Locate the line with "the woman's left" in the material. Copy that line and each one after it, through the last, exactly and with nothing else.

EXERCISE INPUT –
-*-*-

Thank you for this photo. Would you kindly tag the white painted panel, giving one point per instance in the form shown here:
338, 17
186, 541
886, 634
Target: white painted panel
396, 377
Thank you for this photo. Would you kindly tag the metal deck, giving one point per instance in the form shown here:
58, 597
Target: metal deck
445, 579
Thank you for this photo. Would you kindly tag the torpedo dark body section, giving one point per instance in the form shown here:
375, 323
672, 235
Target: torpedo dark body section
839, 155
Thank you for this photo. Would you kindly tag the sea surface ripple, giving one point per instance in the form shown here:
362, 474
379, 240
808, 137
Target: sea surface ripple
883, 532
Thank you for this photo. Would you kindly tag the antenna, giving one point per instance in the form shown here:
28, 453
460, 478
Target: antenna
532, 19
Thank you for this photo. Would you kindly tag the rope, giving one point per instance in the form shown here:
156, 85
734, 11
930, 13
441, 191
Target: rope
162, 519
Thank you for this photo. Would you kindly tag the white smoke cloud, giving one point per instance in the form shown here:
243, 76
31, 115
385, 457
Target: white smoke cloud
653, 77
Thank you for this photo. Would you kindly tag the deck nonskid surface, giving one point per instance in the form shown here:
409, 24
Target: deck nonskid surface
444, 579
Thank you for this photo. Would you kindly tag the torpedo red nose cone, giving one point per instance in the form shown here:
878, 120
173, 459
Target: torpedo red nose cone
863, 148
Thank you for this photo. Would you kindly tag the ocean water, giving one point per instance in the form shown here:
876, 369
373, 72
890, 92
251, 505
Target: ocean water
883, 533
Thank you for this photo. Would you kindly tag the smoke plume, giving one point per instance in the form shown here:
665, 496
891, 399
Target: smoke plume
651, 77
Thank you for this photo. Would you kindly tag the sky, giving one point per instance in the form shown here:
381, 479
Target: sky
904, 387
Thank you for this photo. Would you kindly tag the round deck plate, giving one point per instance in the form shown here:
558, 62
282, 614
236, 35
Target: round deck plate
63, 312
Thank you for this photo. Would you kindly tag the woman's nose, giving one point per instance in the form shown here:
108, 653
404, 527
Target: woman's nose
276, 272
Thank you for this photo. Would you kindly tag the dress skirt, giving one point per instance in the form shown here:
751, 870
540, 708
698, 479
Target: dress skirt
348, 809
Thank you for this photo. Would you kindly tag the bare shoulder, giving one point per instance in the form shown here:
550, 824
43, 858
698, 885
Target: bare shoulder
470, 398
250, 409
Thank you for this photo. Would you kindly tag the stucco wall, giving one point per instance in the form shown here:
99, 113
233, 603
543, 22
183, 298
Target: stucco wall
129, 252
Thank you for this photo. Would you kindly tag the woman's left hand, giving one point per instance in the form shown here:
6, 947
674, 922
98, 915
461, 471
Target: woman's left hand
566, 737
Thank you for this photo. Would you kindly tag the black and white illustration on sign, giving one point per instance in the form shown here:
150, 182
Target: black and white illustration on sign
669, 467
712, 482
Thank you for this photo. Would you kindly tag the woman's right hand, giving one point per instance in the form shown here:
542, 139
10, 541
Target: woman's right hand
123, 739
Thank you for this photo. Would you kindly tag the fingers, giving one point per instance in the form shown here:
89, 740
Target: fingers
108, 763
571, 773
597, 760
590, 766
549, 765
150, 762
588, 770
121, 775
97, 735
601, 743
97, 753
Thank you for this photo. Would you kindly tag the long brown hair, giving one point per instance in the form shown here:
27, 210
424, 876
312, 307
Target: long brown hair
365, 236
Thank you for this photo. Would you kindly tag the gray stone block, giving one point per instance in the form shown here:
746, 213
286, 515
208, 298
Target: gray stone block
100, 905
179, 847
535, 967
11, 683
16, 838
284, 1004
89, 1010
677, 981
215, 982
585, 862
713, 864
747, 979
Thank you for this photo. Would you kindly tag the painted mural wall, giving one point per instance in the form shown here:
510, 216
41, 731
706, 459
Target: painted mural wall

-*-*-

ANSWER TO THE PROBLEM –
Thank you for this photo. Would you kindly tag the woman's left hand, giving one point per instance in the form shown here:
6, 947
674, 922
98, 915
461, 471
Target: woman's left hand
566, 737
Thank you for this photo. Would you kindly tag the black and white illustration on sign, giving one point per instance in the form shown here:
150, 182
Target: black and white illustration on sign
669, 467
712, 482
Thank you for this photo. Would you kindly tag the woman's right hand, giving one point per instance in the form shown here:
542, 139
10, 541
Target: woman's right hand
123, 739
Thank you for this photo. Would you kindly tag the fingers, giving one point per instance in the form shown here:
89, 740
Target: fingers
108, 763
571, 773
597, 760
590, 766
549, 765
150, 762
588, 770
121, 775
97, 735
601, 743
97, 753
Thank you for this photo. Would you kindly tag the long brown hair, giving one point per instance in the form shown here:
27, 210
424, 876
312, 307
Target: long brown hair
365, 236
Thank you for this photo. Would you kindly tag the gray stone block, giving one point per instance in the form shown here:
746, 213
286, 515
208, 298
Target: gray stone block
100, 905
179, 847
535, 967
11, 683
16, 838
284, 1004
89, 1010
677, 981
215, 982
585, 862
713, 864
747, 979
Thank you for this photo. Would you kindly tag the painted mural wall, giving one point per instance in the form shown here:
510, 216
41, 731
706, 459
Target: painted mural wall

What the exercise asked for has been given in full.